A cabra vadia - Nelson Rodrigues

Nelson Rodrigues - A Cabra Vadia - Novas Confissões, SP, Companhia das Letras, 1995

Nelson Rodrigues (1912-1980), “o maior reacionário do Brasil”, como foi apresentado por uma “granfina” certa vez, tem lugar garantido entre os brasileiros ilustres do século XX por sua vasta produção artística e jornalística: são peças, romances, crônicas, confissões etc. Conhece-se bem o homem genial e sua obra também através de sua biografia definitiva escrita por Ruy Castro, O Anjo Pornográfico, excelente. Ruy também está presente neste A Cabra Vadia, Novas Confissões; ele fez a seleção do material e escreveu a introdução: A “Cabra” de Volta – E Para Ficar (trata-se de uma reedição revista de parte da obra de Nelson, com cerca de oitenta textos).

Embora sejam crônicas elas também são confissões. A temática confessional em Nelson é muito forte: ele é quase sempre ou é sempre o protagonista de cada uma delas. Assim, suas crônicas diferem substancialmente daquelas de outros cronistas de seu tempo, Rubem Braga, Carlos Drummond de Andrade, Fernando Sabino, Paulo Mendes Campos etc. Nelson se distinguia deles não apenas ou exatamente pelos assuntos tratados, mas como os enfocava: com seu estilo próprio, rodrigueano, único. Então, numa mesma coluna, em que falava de política, dos Kennedy, de Cuba, China, Vietnã ou URSS, passava a falar também do decote generoso da atriz Elizabeth Taylor, uma de suas fixações cinematográficas, tantas vezes ela é citada aqui (ou Ava Gardner, menos citada, mas igualmente outra bela mulher de seu tempo). E isso não soava nada estranho, muito pelo contrário.

Apesar de começarem e terminarem todas em 1968, as confissões rodrigueanas deste livro vão aquém e além dessa data. 1968 foi um ano marcante na história mundial e que por aqui rendeu livros (como o de Zuenir Ventura, por exemplo) ou polêmicas diversas. Uma delas: o uso de uma foto de uma conhecida atriz participando de uma passeata de protesto como se fosse de outra pessoa, uma senhora petista conhecida não exatamente pela competência, entre outras coisas. Além disso, alguns dos desafetos então na mira de Nelson permaneciam vivos quando o livro foi lançado: Nelson Motta, Caetano Veloso, José Celso Martinez Correa, Vladimir Palmeira, Geraldo Vandré, Chico Buarque.

▸ **DADOS FORNECIDOS**
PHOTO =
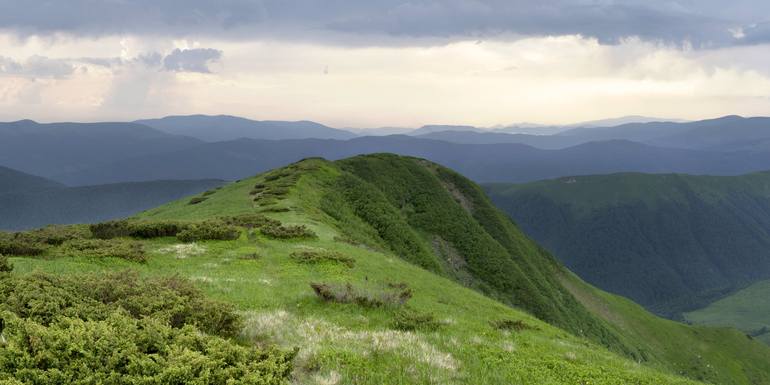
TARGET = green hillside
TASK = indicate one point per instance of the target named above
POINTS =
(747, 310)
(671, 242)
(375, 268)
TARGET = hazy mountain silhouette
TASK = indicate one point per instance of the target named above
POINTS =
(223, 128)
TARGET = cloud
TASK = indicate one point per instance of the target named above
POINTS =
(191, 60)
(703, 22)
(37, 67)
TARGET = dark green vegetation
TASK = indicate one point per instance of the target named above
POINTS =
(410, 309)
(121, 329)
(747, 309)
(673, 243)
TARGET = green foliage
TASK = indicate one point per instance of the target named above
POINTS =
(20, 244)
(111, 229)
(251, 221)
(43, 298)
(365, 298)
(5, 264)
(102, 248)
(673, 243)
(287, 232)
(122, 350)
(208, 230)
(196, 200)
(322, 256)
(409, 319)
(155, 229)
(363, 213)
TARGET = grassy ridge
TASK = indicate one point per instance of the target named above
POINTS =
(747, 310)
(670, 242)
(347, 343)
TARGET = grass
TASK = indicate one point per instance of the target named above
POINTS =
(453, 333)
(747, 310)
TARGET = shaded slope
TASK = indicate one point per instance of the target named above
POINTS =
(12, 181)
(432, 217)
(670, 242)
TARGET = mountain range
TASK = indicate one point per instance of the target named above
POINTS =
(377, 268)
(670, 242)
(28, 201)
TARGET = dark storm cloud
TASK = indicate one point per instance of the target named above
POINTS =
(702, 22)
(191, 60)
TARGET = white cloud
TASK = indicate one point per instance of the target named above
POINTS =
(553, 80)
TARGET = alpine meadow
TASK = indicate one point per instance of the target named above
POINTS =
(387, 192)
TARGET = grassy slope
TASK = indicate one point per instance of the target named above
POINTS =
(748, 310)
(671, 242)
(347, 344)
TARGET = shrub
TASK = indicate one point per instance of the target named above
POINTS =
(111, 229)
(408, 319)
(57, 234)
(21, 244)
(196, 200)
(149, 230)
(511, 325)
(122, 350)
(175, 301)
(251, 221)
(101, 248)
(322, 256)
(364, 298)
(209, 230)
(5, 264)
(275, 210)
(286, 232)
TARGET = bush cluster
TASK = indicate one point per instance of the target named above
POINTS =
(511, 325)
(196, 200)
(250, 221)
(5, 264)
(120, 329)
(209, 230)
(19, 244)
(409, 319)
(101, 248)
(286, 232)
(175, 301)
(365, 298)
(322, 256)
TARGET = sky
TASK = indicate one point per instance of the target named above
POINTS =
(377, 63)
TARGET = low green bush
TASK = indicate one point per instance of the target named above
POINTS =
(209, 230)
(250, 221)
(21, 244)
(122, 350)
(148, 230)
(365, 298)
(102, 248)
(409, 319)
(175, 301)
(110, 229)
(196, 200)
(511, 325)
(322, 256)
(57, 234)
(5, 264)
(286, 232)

▸ **EXERCÍCIO PROPOSTO**
De acordo com o texto sobre o livro A Cabra Vadia, quem selecionou o material da obra e redigiu a sua introdução?

▸ **SOLUÇÃO**
Ruy Castro.